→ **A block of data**
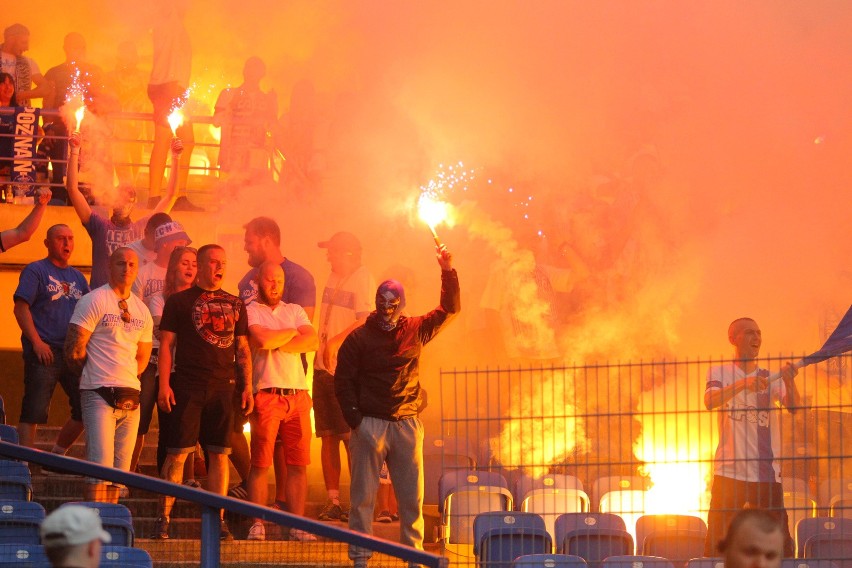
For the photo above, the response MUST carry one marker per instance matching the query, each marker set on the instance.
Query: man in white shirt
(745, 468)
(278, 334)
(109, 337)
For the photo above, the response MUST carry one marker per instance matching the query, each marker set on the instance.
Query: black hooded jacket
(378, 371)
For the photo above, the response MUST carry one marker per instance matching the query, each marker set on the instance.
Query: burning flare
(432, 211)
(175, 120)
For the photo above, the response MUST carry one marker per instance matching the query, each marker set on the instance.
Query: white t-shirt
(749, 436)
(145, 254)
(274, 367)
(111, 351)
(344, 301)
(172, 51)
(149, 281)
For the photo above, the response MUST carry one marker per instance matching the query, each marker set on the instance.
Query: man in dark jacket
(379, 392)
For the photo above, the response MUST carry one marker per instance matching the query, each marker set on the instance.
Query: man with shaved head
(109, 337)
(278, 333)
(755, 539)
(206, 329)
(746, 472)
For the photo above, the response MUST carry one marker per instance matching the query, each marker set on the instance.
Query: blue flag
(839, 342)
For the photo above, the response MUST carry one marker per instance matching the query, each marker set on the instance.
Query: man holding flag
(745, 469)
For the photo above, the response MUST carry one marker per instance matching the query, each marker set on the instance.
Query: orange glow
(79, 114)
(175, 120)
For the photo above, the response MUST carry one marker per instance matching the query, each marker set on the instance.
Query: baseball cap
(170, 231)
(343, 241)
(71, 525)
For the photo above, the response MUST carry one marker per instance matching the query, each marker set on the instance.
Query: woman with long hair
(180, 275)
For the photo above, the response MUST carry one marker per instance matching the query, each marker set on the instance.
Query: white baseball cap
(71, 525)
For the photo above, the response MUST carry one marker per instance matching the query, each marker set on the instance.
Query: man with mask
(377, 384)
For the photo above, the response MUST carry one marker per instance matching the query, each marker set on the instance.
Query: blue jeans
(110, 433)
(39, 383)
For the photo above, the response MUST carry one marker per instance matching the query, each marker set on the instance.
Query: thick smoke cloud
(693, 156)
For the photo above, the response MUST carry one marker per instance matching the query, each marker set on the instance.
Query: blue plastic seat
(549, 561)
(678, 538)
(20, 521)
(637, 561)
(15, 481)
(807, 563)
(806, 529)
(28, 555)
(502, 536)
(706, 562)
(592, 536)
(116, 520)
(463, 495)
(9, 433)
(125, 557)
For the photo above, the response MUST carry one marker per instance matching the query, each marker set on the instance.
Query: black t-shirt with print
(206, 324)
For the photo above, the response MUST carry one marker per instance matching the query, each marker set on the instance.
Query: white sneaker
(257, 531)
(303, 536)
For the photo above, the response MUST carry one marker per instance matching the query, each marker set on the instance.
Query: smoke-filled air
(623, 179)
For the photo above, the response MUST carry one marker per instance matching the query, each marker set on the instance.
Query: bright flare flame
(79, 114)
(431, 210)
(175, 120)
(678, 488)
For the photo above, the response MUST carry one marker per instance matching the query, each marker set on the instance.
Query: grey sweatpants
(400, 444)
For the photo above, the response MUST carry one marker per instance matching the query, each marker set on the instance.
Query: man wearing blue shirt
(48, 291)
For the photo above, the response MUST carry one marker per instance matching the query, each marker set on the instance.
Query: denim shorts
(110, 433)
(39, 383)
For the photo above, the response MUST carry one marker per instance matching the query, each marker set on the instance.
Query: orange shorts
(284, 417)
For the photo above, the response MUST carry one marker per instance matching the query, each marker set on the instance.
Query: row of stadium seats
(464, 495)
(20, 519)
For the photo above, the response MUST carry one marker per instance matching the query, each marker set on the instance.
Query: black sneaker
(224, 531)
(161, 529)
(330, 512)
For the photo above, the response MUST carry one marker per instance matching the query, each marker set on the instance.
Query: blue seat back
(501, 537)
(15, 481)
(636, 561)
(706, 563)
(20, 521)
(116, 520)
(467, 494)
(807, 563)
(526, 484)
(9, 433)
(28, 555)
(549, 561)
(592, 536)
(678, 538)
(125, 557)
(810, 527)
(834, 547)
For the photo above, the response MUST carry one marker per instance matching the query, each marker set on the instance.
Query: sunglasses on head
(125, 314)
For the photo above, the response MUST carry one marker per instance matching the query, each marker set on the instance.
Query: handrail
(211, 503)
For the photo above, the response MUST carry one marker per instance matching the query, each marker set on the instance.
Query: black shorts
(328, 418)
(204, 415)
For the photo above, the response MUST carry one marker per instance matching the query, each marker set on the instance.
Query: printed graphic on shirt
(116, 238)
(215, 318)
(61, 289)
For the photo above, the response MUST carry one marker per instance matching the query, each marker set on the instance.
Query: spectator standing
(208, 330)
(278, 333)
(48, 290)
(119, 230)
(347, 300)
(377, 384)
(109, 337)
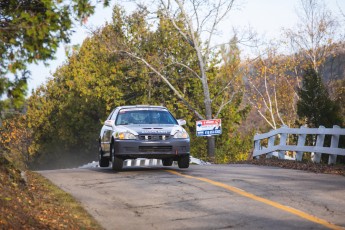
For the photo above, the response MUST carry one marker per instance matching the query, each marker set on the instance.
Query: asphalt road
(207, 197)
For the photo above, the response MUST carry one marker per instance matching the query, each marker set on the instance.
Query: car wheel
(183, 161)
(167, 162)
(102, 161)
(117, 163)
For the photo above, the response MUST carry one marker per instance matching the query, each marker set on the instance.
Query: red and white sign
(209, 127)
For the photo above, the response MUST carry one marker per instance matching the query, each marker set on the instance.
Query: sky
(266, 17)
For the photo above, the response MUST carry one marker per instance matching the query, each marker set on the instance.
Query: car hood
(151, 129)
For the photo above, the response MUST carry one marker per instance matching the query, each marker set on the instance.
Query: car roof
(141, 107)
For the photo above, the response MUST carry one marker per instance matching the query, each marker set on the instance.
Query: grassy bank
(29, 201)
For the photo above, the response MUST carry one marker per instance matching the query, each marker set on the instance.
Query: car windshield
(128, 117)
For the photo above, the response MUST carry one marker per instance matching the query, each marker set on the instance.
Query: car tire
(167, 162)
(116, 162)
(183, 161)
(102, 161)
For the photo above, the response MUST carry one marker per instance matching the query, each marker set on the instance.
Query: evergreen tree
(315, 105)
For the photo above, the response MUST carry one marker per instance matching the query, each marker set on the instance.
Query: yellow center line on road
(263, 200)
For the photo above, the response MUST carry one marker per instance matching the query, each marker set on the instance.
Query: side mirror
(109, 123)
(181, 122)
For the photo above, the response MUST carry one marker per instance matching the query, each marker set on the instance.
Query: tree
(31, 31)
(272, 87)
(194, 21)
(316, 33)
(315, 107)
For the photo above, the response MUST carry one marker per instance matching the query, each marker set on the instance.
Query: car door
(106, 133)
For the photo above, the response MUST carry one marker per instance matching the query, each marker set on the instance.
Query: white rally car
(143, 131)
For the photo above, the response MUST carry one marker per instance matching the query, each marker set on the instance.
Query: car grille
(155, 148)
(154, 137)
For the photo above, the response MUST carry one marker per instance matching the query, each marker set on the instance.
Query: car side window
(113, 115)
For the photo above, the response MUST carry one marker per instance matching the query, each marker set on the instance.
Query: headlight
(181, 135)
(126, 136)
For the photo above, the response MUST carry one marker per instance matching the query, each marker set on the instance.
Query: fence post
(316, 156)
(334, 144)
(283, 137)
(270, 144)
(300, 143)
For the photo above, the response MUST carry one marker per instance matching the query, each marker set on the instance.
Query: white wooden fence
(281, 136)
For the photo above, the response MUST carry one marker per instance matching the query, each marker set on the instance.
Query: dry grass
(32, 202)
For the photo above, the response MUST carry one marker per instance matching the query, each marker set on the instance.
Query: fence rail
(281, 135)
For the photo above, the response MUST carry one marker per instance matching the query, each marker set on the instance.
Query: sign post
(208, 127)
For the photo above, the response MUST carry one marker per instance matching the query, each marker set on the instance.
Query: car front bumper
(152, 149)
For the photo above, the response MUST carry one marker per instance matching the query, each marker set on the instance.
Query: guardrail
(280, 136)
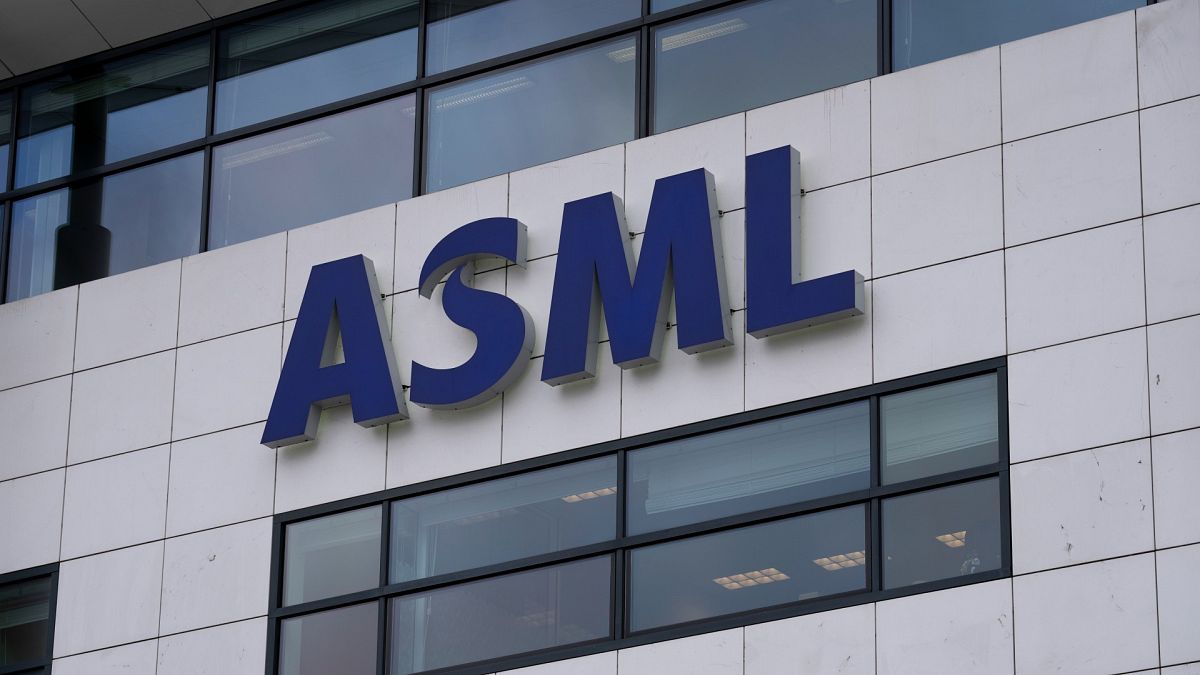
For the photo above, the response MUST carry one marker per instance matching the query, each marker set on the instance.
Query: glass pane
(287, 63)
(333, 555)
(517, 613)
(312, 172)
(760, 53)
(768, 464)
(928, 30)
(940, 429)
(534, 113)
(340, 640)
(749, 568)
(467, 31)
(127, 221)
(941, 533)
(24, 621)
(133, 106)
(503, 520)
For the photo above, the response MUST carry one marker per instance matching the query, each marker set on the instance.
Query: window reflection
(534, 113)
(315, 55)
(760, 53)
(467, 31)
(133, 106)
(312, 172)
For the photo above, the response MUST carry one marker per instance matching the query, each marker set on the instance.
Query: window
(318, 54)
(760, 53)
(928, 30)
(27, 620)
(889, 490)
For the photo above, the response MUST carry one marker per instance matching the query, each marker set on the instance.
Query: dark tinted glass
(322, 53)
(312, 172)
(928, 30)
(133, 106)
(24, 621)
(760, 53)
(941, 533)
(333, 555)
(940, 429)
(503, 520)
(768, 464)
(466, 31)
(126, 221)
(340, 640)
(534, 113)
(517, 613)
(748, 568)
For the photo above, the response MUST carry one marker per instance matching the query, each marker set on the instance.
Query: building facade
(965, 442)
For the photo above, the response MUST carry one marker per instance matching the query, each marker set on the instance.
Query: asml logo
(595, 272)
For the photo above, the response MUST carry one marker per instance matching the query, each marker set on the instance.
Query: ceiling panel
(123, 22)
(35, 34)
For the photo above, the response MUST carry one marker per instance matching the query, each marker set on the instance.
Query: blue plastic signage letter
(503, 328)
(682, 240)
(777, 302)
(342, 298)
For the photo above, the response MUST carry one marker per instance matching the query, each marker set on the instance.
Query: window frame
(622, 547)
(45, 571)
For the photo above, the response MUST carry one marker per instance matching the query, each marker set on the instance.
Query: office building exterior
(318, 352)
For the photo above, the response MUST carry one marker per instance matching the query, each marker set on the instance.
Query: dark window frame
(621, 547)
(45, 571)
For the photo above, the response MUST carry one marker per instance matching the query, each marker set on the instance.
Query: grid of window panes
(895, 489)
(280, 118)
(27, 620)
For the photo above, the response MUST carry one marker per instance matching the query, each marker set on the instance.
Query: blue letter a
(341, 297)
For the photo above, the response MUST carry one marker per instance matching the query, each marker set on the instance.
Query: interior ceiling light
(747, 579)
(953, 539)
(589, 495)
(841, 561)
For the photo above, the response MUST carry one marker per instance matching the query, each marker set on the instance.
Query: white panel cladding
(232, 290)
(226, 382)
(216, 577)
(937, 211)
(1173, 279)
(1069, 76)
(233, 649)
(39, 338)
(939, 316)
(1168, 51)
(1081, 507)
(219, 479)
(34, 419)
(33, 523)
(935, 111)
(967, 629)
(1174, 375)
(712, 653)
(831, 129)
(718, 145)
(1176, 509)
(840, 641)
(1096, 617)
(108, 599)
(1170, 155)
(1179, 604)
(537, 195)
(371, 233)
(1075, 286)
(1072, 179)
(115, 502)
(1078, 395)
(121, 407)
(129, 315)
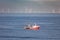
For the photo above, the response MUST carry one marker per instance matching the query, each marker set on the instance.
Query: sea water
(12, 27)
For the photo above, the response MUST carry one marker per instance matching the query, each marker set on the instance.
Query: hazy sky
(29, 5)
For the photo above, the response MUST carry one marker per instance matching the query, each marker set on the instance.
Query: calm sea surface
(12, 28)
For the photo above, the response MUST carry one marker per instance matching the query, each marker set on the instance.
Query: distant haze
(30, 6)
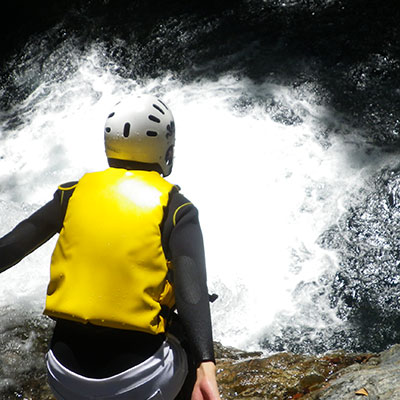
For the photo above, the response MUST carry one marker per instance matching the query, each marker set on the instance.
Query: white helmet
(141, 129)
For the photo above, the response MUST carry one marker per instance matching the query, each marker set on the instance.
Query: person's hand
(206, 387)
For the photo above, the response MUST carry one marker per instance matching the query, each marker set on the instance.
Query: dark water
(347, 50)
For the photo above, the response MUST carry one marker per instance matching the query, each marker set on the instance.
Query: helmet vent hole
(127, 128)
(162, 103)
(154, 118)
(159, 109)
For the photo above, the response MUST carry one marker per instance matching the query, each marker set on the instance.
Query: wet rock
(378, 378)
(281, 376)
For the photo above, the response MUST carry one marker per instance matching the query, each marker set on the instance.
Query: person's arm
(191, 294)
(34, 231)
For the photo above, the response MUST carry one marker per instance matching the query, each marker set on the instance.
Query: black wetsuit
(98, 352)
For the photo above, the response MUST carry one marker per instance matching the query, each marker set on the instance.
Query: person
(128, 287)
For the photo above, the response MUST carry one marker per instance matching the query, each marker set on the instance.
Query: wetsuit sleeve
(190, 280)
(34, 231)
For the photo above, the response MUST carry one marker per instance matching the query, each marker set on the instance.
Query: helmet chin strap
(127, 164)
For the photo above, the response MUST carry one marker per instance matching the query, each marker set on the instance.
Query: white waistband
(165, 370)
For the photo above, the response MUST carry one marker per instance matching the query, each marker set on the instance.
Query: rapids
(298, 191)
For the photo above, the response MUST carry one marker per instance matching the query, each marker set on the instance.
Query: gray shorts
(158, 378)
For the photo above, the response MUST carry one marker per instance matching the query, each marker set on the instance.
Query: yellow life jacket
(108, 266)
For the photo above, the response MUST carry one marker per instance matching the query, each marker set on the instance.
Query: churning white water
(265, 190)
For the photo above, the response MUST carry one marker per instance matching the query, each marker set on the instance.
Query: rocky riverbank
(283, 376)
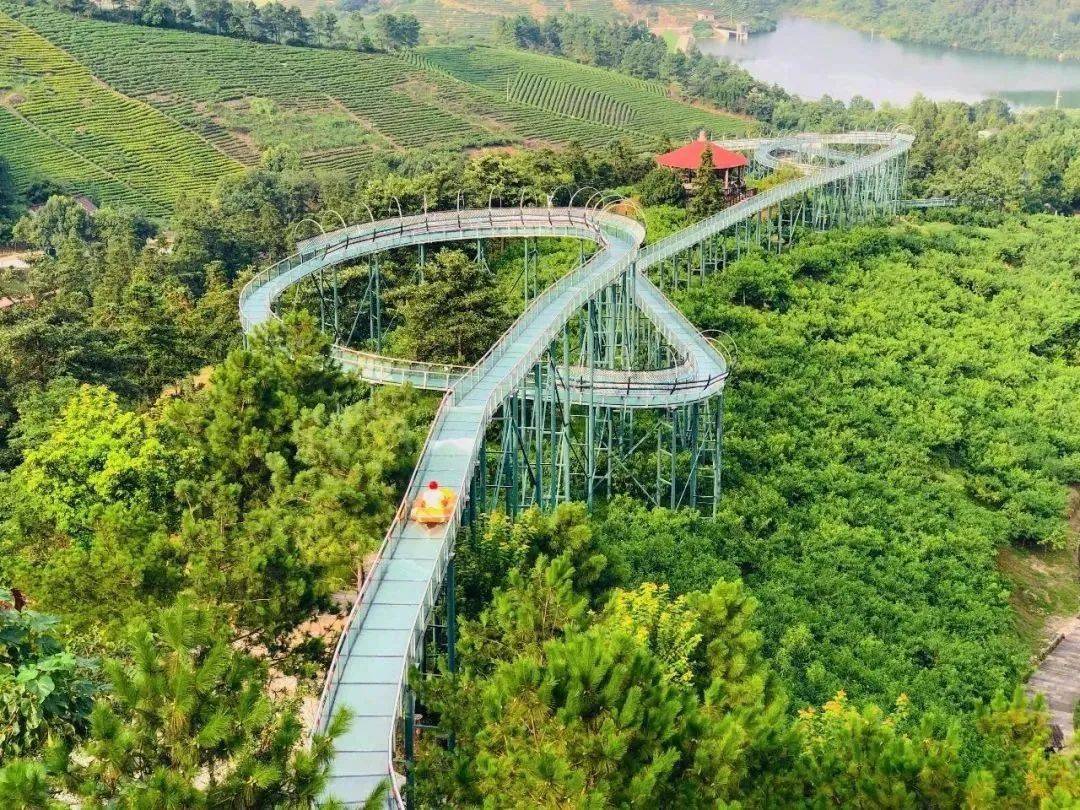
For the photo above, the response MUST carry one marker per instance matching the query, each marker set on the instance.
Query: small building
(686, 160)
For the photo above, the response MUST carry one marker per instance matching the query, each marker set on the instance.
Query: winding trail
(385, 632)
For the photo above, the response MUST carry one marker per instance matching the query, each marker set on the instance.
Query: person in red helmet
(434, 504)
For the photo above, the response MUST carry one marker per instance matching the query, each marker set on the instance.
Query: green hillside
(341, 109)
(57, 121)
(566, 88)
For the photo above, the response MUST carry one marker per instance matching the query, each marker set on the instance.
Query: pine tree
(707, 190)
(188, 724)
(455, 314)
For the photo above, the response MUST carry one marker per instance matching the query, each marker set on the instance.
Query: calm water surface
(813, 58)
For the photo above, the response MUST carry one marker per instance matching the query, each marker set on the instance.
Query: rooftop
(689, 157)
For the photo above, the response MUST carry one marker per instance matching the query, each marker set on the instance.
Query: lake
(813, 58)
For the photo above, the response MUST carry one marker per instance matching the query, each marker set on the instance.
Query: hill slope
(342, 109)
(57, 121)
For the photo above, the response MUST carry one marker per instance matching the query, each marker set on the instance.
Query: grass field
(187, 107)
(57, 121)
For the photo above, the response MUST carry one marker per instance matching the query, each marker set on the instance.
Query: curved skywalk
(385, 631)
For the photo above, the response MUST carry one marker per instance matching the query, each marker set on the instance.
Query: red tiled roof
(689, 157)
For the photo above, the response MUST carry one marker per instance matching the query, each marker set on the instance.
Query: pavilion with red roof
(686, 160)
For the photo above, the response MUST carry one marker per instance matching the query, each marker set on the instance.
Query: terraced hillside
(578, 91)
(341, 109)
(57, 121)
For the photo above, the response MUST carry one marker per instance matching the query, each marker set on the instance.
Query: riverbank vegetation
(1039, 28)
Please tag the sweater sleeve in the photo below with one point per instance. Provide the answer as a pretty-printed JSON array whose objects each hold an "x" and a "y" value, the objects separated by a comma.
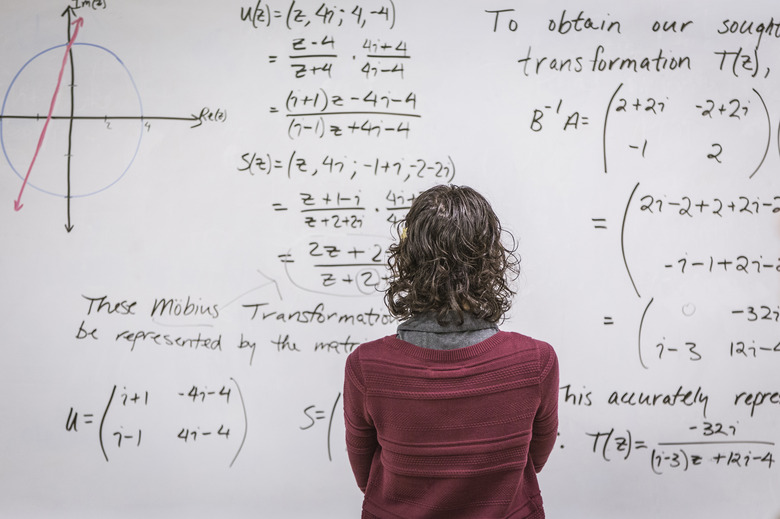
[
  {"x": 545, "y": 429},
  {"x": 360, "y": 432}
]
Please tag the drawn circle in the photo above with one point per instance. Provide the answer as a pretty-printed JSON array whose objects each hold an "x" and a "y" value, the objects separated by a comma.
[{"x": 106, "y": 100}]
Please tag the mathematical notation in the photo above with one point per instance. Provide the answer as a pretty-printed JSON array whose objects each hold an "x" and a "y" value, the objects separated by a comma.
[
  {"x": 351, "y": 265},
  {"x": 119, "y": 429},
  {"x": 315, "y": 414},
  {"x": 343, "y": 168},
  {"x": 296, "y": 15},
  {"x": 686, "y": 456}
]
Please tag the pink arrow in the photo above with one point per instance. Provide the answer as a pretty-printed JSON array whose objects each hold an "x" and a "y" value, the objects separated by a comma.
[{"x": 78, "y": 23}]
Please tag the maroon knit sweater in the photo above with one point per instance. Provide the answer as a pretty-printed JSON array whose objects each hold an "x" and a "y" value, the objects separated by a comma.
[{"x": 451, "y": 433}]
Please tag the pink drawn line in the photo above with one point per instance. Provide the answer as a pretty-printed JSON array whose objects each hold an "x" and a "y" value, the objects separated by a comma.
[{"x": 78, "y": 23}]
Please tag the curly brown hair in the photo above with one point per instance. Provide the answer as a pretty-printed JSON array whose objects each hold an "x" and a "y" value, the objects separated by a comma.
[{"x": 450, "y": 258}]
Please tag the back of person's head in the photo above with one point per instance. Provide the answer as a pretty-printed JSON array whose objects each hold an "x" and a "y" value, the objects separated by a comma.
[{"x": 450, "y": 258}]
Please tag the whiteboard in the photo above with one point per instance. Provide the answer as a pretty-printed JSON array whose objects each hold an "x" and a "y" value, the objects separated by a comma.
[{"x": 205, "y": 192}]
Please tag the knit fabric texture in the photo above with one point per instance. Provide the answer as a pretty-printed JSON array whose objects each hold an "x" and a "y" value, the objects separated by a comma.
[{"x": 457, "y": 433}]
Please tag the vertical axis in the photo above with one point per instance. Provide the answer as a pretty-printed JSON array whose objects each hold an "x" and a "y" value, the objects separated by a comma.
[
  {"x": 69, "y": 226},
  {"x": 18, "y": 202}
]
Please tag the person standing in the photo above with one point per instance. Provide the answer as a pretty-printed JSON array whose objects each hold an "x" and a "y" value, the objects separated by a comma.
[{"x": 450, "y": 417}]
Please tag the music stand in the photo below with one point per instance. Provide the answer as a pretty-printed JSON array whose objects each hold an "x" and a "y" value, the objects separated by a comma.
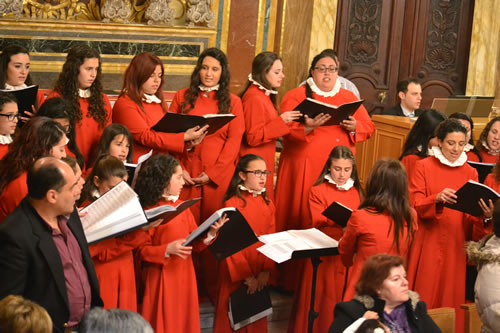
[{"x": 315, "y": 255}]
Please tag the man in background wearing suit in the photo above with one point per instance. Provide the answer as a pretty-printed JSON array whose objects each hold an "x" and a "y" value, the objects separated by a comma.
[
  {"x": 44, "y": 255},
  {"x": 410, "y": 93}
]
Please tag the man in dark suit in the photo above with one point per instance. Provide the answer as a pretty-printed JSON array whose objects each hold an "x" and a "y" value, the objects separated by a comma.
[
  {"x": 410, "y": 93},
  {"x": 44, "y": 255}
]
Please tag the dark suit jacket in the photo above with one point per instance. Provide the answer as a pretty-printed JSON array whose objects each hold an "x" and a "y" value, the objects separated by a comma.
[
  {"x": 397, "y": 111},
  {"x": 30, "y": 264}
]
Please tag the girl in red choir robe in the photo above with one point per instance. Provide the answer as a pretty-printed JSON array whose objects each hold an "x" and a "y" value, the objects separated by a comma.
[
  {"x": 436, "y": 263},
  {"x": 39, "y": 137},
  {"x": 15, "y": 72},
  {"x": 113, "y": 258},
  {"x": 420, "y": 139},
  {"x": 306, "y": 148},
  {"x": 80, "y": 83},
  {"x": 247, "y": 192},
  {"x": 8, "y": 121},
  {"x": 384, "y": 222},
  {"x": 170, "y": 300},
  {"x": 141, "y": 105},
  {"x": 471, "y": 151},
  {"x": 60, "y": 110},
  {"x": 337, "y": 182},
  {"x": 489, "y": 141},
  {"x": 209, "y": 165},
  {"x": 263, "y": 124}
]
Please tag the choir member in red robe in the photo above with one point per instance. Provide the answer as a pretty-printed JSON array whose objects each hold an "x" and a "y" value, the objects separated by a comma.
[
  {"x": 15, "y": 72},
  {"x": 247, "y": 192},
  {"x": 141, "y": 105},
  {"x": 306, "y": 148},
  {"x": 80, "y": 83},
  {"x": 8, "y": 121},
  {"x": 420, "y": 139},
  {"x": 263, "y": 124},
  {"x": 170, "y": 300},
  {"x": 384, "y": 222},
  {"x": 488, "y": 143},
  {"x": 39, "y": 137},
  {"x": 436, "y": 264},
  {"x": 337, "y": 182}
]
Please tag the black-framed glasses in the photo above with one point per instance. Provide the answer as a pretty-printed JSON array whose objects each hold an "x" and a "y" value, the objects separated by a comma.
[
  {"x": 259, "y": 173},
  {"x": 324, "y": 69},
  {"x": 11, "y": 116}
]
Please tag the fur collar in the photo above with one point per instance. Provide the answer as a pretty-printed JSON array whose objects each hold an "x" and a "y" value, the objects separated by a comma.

→ **Goal**
Quote the lines of the listing above that run from the line with "Please tag the black-framed" through its last line, both included, and nothing else.

→ **Task result**
Please tag the black-framed glasses in the photo above with one point per instance. Provide the answer as a pretty-printed JSON array whose objects each hold an "x" and a "y" value, the objects separated by a comma.
[
  {"x": 259, "y": 173},
  {"x": 324, "y": 69},
  {"x": 11, "y": 116}
]
Please tag the fur collar in the photo above with one point per instance. Provide the answer as a pretty-printed JSON array whose objects each hold an "x" and a "y" value, the objects separated by a comma.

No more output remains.